# Sua tarefa 1:
Repita sem mudar nada o trecho do texto sobre o acesso a dados da educação que começa em "Entre vários retrocessos" e termina em "a essas bases.".
# Sua tarefa 2:
Dê sequência ao texto sobre o acesso a dados da educação, a partir do ponto em que ele para.
-------- Texto para leitura --------
Antônio Gois
PUBLICIDADE
Antônio Gois

Um espaço para debater educação

Informações da coluna

Antônio Gois

Jornalista de educação desde 1996. Autor dos livros 'O Ponto a Que Chegamos'; 'Quatro Décadas de Gestão Educacional no Brasil' e 'Líderes na Escola'.

Por Antônio Gois


Entre vários retrocessos debatidos no campo educacional, um deles é menos visível, mas também gera prejuízos graves ao setor: o atraso ou a dificuldade de acesso a dados fundamentais para o melhor diagnóstico e desenho de políticas públicas. São vários os motivos que nos levaram a essa situação. Um deles está na maior dificuldade de acesso aos microdados, arquivos utilizados por pesquisadores e jornalistas que permitem o cruzamento de múltiplas variáveis coletadas nas bases de dados do Inep, autarquia responsável pelas avaliações e estatísticas oficiais da educação. O órgão se baseou numa interpretação considerada por muitos especialistas demasiadamente restritiva da Lei Geral de Proteção de Dados Pessoais (LGPD) para diminuir o acesso a essas bases.
-------- Registros mostrados --------
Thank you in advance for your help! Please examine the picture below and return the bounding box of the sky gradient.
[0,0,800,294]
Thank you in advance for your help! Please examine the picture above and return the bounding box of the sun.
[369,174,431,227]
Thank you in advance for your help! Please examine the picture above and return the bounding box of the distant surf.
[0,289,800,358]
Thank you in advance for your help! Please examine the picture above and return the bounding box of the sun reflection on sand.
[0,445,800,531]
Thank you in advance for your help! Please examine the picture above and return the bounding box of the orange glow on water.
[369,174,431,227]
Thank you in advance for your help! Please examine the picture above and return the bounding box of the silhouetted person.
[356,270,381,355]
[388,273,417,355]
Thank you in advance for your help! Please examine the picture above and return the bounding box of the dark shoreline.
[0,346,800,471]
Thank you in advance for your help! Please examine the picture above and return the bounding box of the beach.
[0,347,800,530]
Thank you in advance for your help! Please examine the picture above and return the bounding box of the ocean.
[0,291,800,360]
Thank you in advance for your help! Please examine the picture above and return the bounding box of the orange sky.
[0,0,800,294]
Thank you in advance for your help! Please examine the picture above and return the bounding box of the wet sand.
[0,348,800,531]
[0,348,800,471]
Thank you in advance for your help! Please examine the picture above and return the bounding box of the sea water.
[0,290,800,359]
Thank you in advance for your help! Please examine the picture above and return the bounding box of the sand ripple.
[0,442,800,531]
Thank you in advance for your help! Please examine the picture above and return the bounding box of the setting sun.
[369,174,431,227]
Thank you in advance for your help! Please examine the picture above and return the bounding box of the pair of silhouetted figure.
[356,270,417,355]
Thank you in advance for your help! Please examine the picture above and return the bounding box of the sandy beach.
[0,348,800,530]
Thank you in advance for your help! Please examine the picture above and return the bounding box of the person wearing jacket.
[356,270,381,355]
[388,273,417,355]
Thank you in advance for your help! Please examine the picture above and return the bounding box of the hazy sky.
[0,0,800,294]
--------
# Sua resposta 1:
Entre vários retrocessos debatidos no campo educacional, um deles é menos visível, mas também gera prejuízos graves ao setor: o atraso ou a dificuldade de acesso a dados fundamentais para o melhor diagnóstico e desenho de políticas públicas. São vários os motivos que nos levaram a essa situação. Um deles está na maior dificuldade de acesso aos microdados, arquivos utilizados por pesquisadores e jornalistas que permitem o cruzamento de múltiplas variáveis coletadas nas bases de dados do Inep, autarquia responsável pelas avaliações e estatísticas oficiais da educação. O órgão se baseou numa interpretação considerada por muitos especialistas demasiadamente restritiva da Lei Geral de Proteção de Dados Pessoais (LGPD) para diminuir o acesso a essas bases.

# Sua resposta 2:
Num momento tão propício – em condições normais de temperatura e pressão política – ao debate de soluções para o país devido às eleições, nossa capacidade de análise e de entendimento da complexidade dos problemas educacionais fica comprometida. Apenas para citar um exemplo, a editora Moderna e o movimento Todos Pela Educação anunciaram recentemente que o Anuário Brasileiro da Educação Básica, que era publicado desde 2012 e trazia sempre um importante retrato da situação do setor, não será publicado neste ano, por falta de dados. Grupos de pesquisas e outras organizações da sociedade civil têm relatado problemas similares: estão deixando de atualizar suas séries históricas por causa da restrição aos dados.

A LGPD não é a única explicação. A pandemia também afetou séries históricas importantes. Por exemplo, o próprio Inep, ao divulgar em junho seu relatório de monitoramento das metas do Plano Nacional de Educação, deixou de trazer informações relevantes em alguns indicadores porque diversos dados da Pesquisa Nacional por Amostra de Domicílios, do IBGE, não estavam disponíveis.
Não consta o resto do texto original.